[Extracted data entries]
=== Begin Enclosure ===

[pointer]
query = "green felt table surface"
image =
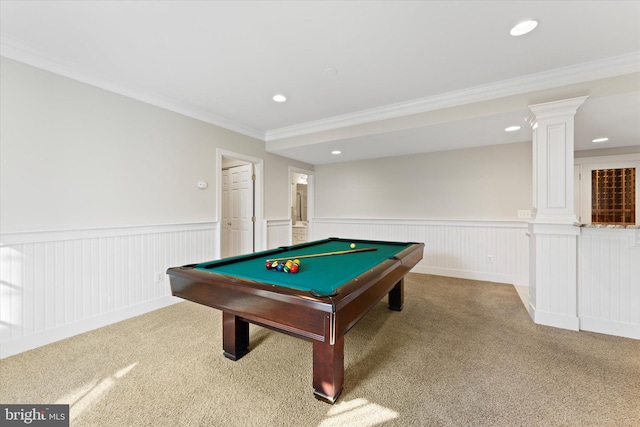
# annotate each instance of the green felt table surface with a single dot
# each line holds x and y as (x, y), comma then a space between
(319, 275)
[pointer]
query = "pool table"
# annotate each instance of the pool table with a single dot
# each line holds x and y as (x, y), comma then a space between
(321, 302)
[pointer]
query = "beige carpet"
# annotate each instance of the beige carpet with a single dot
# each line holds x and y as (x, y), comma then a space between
(461, 353)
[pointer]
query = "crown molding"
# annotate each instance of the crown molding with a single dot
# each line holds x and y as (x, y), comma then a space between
(609, 67)
(17, 51)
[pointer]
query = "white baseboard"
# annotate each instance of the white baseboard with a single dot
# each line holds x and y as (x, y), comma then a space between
(555, 319)
(19, 345)
(471, 275)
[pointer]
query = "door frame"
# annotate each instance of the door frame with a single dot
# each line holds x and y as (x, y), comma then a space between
(310, 199)
(259, 238)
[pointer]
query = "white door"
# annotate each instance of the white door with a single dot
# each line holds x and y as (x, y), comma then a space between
(226, 220)
(240, 211)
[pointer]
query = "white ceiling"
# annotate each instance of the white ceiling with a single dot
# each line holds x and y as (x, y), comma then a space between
(370, 78)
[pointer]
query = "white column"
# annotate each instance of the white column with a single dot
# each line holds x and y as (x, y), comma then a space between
(553, 230)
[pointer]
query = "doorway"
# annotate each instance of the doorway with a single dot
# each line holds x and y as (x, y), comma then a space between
(300, 198)
(239, 206)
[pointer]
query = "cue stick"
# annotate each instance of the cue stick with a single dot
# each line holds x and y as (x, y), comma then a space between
(351, 251)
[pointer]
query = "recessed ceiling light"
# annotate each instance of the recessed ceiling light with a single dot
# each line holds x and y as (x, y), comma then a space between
(524, 27)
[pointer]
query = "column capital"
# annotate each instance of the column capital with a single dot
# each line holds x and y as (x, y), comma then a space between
(552, 109)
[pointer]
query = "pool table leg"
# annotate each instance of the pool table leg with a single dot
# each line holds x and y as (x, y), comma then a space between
(235, 336)
(396, 296)
(328, 370)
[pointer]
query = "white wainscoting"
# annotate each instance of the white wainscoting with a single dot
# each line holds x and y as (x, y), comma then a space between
(609, 281)
(278, 233)
(61, 283)
(495, 251)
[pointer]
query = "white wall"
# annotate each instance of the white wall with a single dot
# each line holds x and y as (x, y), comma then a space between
(75, 156)
(487, 183)
(462, 204)
(98, 198)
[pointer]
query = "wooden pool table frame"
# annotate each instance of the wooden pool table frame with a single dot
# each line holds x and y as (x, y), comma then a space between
(323, 320)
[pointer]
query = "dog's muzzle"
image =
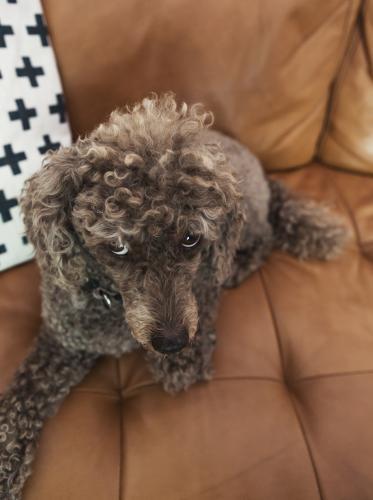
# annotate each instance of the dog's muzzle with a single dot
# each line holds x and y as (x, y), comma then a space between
(170, 343)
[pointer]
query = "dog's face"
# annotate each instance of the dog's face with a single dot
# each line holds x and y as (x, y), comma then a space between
(152, 204)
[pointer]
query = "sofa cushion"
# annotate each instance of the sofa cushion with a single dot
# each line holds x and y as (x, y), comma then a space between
(265, 68)
(287, 414)
(347, 140)
(32, 118)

=== End Enclosure ===

Problem to work on ▸
Copy out each line of the data that has the word "doorway" in it.

Response below ▸
query = "doorway"
# annotate each instance of the doorway with a single dot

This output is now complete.